**What needs to be done:** Copy out the part of the listing that opens with the line containing "need bbox / green grassy hill" and closes with the line containing "[708,78,715,109]", keeping every line in it, and shift each bounding-box coordinate up by 127.

**Materials provided:**
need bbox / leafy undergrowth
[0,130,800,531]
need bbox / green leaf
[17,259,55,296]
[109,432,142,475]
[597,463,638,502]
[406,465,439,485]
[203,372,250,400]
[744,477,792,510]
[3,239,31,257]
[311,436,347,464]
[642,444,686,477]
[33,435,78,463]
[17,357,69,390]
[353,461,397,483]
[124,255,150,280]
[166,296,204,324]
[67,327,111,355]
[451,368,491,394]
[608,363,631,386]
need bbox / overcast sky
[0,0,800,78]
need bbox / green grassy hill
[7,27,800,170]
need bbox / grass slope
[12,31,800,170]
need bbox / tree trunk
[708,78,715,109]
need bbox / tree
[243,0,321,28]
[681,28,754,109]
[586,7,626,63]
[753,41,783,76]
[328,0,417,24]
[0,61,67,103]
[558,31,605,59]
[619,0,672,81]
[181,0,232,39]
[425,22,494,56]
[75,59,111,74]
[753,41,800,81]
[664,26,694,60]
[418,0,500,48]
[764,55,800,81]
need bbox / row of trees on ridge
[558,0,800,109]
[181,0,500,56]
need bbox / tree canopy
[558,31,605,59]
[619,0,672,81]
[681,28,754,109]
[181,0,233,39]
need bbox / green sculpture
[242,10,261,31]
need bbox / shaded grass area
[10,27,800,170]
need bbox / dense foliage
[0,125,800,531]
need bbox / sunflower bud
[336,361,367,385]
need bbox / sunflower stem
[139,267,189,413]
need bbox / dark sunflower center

**Result below:**
need bbox / green grassy hill
[134,154,927,297]
need bbox / grass slope
[139,158,927,297]
need bbox / tree trunk
[835,205,842,236]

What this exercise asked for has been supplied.